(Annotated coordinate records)
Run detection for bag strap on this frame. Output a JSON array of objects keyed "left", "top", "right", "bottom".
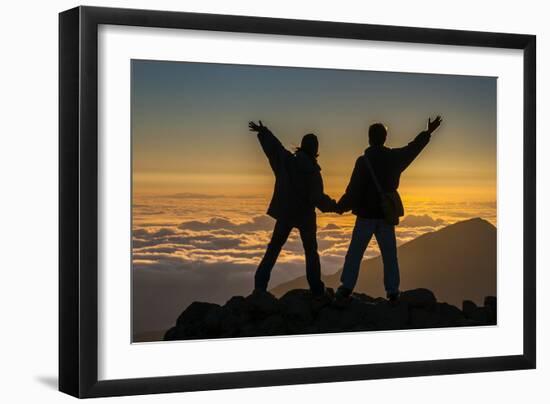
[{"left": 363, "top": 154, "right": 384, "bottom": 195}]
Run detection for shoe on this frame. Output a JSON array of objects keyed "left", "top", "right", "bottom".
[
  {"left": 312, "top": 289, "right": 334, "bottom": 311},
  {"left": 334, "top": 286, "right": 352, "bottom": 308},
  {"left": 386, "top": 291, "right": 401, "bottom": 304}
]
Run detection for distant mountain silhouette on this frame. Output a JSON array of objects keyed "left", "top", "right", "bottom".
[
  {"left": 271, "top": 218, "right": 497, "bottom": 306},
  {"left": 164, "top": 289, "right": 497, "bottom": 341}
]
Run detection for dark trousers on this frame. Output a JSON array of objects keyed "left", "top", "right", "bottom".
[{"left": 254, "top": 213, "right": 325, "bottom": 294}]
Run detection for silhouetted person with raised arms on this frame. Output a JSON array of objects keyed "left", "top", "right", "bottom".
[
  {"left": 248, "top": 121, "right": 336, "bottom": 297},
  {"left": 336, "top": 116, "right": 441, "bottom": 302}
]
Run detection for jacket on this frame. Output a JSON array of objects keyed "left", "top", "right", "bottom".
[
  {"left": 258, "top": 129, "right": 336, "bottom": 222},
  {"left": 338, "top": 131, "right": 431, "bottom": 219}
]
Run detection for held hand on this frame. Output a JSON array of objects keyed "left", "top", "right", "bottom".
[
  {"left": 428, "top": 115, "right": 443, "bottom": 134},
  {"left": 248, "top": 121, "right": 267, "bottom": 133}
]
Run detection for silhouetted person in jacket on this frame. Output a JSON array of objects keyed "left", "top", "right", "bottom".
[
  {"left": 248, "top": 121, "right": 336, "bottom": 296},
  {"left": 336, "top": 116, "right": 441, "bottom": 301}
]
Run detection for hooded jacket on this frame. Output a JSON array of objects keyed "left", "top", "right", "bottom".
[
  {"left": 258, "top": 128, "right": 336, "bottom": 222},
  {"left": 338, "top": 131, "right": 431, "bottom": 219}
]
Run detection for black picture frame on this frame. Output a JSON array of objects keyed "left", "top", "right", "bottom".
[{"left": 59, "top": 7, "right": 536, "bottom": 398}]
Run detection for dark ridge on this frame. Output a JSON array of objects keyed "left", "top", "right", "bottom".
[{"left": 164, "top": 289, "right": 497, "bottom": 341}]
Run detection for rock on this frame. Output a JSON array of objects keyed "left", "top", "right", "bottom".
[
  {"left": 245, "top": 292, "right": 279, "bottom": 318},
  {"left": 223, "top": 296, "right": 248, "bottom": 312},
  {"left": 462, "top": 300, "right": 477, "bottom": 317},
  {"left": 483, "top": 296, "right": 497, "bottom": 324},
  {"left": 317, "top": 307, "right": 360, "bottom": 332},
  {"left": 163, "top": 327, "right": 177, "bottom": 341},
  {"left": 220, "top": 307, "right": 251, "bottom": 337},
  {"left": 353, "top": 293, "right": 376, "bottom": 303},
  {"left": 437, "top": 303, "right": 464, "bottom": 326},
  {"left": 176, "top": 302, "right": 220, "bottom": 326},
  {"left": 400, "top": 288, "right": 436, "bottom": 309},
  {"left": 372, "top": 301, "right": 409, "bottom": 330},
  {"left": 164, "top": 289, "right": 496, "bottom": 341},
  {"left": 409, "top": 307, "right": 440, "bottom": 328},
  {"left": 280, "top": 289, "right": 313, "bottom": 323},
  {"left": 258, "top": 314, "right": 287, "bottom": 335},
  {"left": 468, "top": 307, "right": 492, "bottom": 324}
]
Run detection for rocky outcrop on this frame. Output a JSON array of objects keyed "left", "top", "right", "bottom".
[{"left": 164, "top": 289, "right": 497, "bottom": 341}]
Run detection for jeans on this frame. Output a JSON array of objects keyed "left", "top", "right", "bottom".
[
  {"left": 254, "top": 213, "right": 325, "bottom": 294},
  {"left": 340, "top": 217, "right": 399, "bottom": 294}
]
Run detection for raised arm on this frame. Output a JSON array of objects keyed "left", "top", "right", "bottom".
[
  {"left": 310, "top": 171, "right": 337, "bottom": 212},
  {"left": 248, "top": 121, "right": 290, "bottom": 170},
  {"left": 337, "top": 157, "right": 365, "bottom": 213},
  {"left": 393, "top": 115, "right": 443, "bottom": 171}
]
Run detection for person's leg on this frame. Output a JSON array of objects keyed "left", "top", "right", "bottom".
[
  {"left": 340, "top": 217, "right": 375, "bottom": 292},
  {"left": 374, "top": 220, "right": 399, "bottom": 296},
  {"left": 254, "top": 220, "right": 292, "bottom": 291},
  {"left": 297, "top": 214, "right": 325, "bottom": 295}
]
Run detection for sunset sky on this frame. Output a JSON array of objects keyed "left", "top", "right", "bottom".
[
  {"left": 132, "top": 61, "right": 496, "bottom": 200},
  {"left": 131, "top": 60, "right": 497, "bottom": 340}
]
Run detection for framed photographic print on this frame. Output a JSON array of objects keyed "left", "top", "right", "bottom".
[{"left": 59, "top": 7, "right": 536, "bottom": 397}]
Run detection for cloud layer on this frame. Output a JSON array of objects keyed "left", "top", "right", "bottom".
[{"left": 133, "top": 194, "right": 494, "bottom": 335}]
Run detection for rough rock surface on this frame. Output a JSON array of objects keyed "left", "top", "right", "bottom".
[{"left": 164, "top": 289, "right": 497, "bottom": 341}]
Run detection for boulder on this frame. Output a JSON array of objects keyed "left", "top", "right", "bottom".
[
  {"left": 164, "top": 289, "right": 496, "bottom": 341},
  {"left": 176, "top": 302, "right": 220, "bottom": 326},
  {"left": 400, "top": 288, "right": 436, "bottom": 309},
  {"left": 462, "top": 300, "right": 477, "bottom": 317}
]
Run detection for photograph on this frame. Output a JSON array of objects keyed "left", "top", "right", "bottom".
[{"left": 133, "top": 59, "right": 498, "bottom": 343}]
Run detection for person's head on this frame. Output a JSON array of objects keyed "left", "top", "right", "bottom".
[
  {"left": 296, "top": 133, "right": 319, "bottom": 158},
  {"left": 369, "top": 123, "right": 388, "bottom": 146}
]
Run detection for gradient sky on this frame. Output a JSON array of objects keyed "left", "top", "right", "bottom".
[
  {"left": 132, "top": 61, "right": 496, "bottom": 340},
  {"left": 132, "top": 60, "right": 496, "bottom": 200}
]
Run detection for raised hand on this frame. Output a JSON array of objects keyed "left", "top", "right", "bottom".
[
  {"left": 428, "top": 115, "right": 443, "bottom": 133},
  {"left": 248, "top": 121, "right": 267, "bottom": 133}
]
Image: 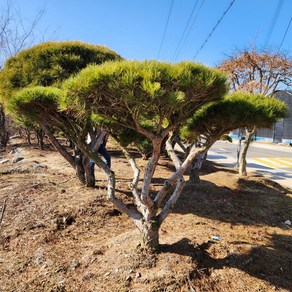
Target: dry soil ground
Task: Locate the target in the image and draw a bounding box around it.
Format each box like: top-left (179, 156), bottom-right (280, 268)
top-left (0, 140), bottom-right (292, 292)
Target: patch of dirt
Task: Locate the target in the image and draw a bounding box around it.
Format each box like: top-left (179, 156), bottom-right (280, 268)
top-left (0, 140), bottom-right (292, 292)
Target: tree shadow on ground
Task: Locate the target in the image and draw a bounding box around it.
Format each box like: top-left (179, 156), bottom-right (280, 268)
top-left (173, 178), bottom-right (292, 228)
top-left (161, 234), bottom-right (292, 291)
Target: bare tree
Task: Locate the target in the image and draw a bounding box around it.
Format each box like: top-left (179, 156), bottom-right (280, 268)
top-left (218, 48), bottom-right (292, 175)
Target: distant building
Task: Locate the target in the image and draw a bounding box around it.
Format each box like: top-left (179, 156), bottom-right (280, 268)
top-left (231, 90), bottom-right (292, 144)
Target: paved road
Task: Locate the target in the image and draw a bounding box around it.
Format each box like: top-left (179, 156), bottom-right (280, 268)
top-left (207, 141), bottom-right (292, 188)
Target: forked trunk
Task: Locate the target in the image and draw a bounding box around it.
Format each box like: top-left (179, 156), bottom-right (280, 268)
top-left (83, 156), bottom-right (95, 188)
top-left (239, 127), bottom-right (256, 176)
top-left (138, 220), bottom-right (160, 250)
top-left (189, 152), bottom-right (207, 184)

### WORK INSTRUCTIONS:
Find each line in the records containing the word "hand" and copy those lines. Case counts.

### SOLUTION FOR THIS PROBLEM:
Run detection for held hand on this frame. Output a JSON array of objects keyed "left", "top", "right", "bottom".
Run detection for raised hand on this frame. Output a JSON array of objects keyed "left", "top", "right", "bottom".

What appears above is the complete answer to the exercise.